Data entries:
# # # # #

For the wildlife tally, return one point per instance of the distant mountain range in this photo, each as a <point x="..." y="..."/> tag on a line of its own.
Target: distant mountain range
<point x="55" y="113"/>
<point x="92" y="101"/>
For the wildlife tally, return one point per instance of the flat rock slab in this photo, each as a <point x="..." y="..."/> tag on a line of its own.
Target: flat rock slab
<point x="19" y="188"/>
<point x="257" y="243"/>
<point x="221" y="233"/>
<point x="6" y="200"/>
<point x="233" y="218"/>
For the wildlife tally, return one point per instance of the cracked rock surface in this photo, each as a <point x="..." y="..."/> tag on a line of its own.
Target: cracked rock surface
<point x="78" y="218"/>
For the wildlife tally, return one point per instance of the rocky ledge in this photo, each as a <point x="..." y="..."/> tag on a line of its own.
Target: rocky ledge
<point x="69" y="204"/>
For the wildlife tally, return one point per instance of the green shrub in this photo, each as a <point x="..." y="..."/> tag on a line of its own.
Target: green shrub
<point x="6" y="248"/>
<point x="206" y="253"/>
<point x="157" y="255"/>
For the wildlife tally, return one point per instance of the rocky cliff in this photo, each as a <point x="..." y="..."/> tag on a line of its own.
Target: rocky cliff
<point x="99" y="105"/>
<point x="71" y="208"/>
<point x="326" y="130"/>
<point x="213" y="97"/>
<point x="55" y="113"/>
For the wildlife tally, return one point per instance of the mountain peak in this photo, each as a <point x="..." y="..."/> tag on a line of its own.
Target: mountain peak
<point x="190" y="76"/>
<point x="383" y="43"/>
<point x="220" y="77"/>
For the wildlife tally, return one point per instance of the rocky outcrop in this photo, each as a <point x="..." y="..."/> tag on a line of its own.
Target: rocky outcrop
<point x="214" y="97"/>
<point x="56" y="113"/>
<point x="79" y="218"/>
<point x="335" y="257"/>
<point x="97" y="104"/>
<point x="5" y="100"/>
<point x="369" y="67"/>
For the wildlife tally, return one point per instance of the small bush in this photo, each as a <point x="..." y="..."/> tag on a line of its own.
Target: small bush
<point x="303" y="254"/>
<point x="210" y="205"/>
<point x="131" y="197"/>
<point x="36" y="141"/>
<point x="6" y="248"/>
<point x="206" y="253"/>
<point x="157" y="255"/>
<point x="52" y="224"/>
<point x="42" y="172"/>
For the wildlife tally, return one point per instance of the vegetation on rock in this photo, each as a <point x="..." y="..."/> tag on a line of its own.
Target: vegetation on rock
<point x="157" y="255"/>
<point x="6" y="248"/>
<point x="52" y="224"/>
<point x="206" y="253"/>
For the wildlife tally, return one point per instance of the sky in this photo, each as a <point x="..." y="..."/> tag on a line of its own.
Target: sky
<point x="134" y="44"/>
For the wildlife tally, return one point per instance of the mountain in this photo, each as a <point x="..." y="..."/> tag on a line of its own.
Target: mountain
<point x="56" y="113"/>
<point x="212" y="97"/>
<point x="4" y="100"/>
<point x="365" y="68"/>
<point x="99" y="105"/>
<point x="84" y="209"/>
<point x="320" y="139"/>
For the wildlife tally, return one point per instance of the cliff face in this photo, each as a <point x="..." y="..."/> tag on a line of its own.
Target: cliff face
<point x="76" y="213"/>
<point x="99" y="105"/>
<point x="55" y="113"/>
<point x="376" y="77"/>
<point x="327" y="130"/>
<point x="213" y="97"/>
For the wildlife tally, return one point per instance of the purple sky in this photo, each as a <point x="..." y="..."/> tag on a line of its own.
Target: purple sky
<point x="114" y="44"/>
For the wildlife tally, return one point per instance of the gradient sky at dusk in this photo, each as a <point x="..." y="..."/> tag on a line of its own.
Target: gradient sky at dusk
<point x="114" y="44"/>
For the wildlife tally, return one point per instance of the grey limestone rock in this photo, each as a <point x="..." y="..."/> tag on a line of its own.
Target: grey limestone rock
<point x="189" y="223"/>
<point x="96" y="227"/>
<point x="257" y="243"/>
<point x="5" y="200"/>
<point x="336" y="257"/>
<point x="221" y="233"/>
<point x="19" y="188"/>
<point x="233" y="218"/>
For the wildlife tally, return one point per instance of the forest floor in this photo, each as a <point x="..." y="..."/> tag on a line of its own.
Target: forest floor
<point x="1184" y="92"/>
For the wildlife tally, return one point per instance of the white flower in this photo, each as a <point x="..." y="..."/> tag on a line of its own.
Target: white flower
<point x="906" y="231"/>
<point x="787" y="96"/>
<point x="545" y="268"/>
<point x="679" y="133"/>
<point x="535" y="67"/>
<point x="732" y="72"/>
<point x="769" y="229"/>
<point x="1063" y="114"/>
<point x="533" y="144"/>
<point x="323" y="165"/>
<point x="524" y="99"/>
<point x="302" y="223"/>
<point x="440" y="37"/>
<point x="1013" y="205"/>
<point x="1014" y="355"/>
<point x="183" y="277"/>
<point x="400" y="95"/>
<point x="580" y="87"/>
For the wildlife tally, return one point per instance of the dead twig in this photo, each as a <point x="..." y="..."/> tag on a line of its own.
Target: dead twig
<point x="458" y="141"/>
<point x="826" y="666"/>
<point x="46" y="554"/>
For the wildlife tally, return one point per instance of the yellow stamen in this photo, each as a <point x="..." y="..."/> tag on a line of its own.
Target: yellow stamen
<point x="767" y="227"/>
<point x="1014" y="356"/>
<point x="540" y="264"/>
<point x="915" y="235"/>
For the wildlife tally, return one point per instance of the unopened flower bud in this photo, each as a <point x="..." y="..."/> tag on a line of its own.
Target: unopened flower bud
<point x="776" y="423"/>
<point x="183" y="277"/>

# # # # #

▶ _To be done_: Arrange all of the data above as a two-column CSV with the header row input,output. Give one row for each item: its text goes under input and its answer goes under output, with each field enclosed in double quotes and every line break replaced by a space.

▶ _Result_:
input,output
"For the wildlife tally, return one point per instance of the distant mountain range in this photo, each as a <point x=""..."" y=""...""/> tag on a line of its own. Target: distant mountain range","<point x=""55"" y=""113""/> <point x=""92"" y=""101""/>"
"For the wildlife tally, return one point per instance of the flat rock slab in this photo, each as a <point x=""..."" y=""...""/> tag on a line of its own. Target: flat rock slab","<point x=""19"" y=""188""/> <point x=""257"" y=""243""/> <point x=""221"" y=""233""/> <point x=""6"" y=""200""/> <point x=""233"" y=""218""/>"
"For the wildlife tally, return one point per instance of the cracked rock surface in this photo, each as a <point x=""..."" y=""...""/> tag on a line of its own. Target: cracked rock surface","<point x=""78"" y=""218""/>"
"For the wildlife tally, return one point per instance of the rocky ledge in this photo, each as a <point x=""..."" y=""...""/> tag on a line of its own. Target: rocky ledge","<point x=""69"" y=""204""/>"
"For the wildlife tally, return one point per instance of the green shrub in this photo, each as a <point x=""..."" y=""...""/> tag on a line of its own. Target: green shrub","<point x=""6"" y=""248""/> <point x=""206"" y=""253""/> <point x=""157"" y=""255""/>"
"For the wildlife tally, return one point per instance of the rocky cliff in this photo, each as a <point x=""..."" y=""...""/> tag on a line of its own. Target: rocky cliff","<point x=""99"" y=""105""/> <point x=""71"" y=""208""/> <point x=""326"" y=""130""/> <point x=""213"" y=""97""/> <point x=""55"" y=""113""/>"
"For the wildlife tally, return one point per instance of the mountain peak in this photo, each as a <point x=""..."" y=""...""/> tag on a line of its own. Target: mountain peak","<point x=""190"" y=""76""/> <point x=""383"" y=""43""/> <point x=""220"" y=""77""/>"
"For the wildlife tally, return one point per instance of the rocky outcrop in this photo, each as a <point x=""..."" y=""...""/> tag on a line of its own. Target: rocky outcrop","<point x=""214"" y=""97""/> <point x=""56"" y=""113""/> <point x=""79"" y=""218""/> <point x=""335"" y=""257""/> <point x=""97"" y=""104""/> <point x=""5"" y=""100""/> <point x=""369"" y=""67""/>"
"For the wildlife tally, return one point per instance of the small bush in this photo, each as a <point x=""..."" y=""...""/> tag on a line of its own. Target: small bush","<point x=""303"" y=""254""/> <point x=""210"" y=""205""/> <point x=""131"" y=""197""/> <point x=""36"" y=""141""/> <point x=""6"" y=""248""/> <point x=""206"" y=""253""/> <point x=""157"" y=""255""/> <point x=""52"" y=""224""/> <point x=""42"" y=""172""/>"
"For the wildlife tally, return one point per instance of the vegetation on rock in this photo, each as a <point x=""..."" y=""...""/> tag on a line of its own. Target: vegetation on rock","<point x=""157"" y=""255""/> <point x=""6"" y=""248""/> <point x=""52"" y=""224""/> <point x=""206"" y=""253""/>"
"For the wildlife tally, return one point per instance of the sky in this photo, each as a <point x=""..."" y=""...""/> tag on a line of its own. Target: sky","<point x=""134"" y=""44""/>"
"For the wildlife tally, return one point per instance of the mountain in this photo, each as a <point x=""..."" y=""...""/> tag on a line of its own. Target: mountain","<point x=""56"" y=""113""/> <point x=""212"" y=""97""/> <point x=""4"" y=""100""/> <point x=""365"" y=""68""/> <point x=""99"" y=""105""/> <point x=""84"" y=""209""/> <point x=""320"" y=""139""/>"
"For the wildlife tally, return one point per instance of the cliff face in this photo, each as a <point x=""..."" y=""...""/> tag on a line of its own. Target: cliff face","<point x=""76"" y=""213""/> <point x=""99"" y=""105""/> <point x=""55"" y=""113""/> <point x=""376"" y=""77""/> <point x=""327"" y=""130""/> <point x=""213"" y=""97""/>"
"For the wildlife tally, return one point per instance of the purple sky in this photo, each as a <point x=""..."" y=""...""/> tag on a line of its own. Target: purple sky","<point x=""114"" y=""44""/>"
"For the wildlife tally, return one point per instance of the gradient sky at dusk in this photo, each as a <point x=""..."" y=""...""/> tag on a line of its own. Target: gradient sky at dusk","<point x=""114"" y=""44""/>"
"For the wildlife tally, return one point per instance of the grey limestone rock in this photo, each as a <point x=""..."" y=""...""/> tag on a line of its own. Target: grey limestone rock","<point x=""189"" y=""223""/> <point x=""96"" y=""227""/> <point x=""257"" y=""243""/> <point x=""5"" y=""200""/> <point x=""336"" y=""257""/> <point x=""221"" y=""233""/> <point x=""19"" y=""188""/> <point x=""233"" y=""218""/>"
"For the wildlife tally, return one point per instance of the forest floor in this photo, each as a <point x=""..."" y=""...""/> tag on a line of its own. Target: forest floor","<point x=""1184"" y=""92""/>"
"For the wildlife tally, return one point per instance of the white flower in this photo, each as a <point x=""..."" y=""...""/> tag on a line of its own. Target: white flower","<point x=""906"" y=""231""/> <point x=""787"" y=""96""/> <point x=""545"" y=""268""/> <point x=""679"" y=""133""/> <point x=""535"" y=""67""/> <point x=""732"" y=""72""/> <point x=""769"" y=""229""/> <point x=""1063"" y=""114""/> <point x=""533"" y=""144""/> <point x=""323"" y=""165""/> <point x=""524"" y=""99""/> <point x=""302"" y=""223""/> <point x=""440"" y=""37""/> <point x=""1013"" y=""205""/> <point x=""1014"" y=""355""/> <point x=""183"" y=""277""/> <point x=""400"" y=""95""/> <point x=""580"" y=""87""/>"
"For the wildlife tally, return one point per instance of the dead twig in this photo, each as a <point x=""..."" y=""...""/> tag on a line of its own. Target: dead twig","<point x=""458"" y=""141""/> <point x=""826"" y=""666""/> <point x=""46"" y=""554""/>"
"For the wildlife tally, return one point per instance of the yellow stamen in this photo, each as a <point x=""..."" y=""...""/> tag on a line of its own. Target: yellow stamen","<point x=""767"" y=""227""/> <point x=""1014"" y=""356""/> <point x=""540"" y=""264""/> <point x=""915"" y=""235""/>"
"For the wildlife tally, return one point per instance of the unopened flower bud in this photo, each as a <point x=""..."" y=""...""/> tag on a line of its own. Target: unopened flower bud","<point x=""776"" y=""423""/> <point x=""183"" y=""277""/>"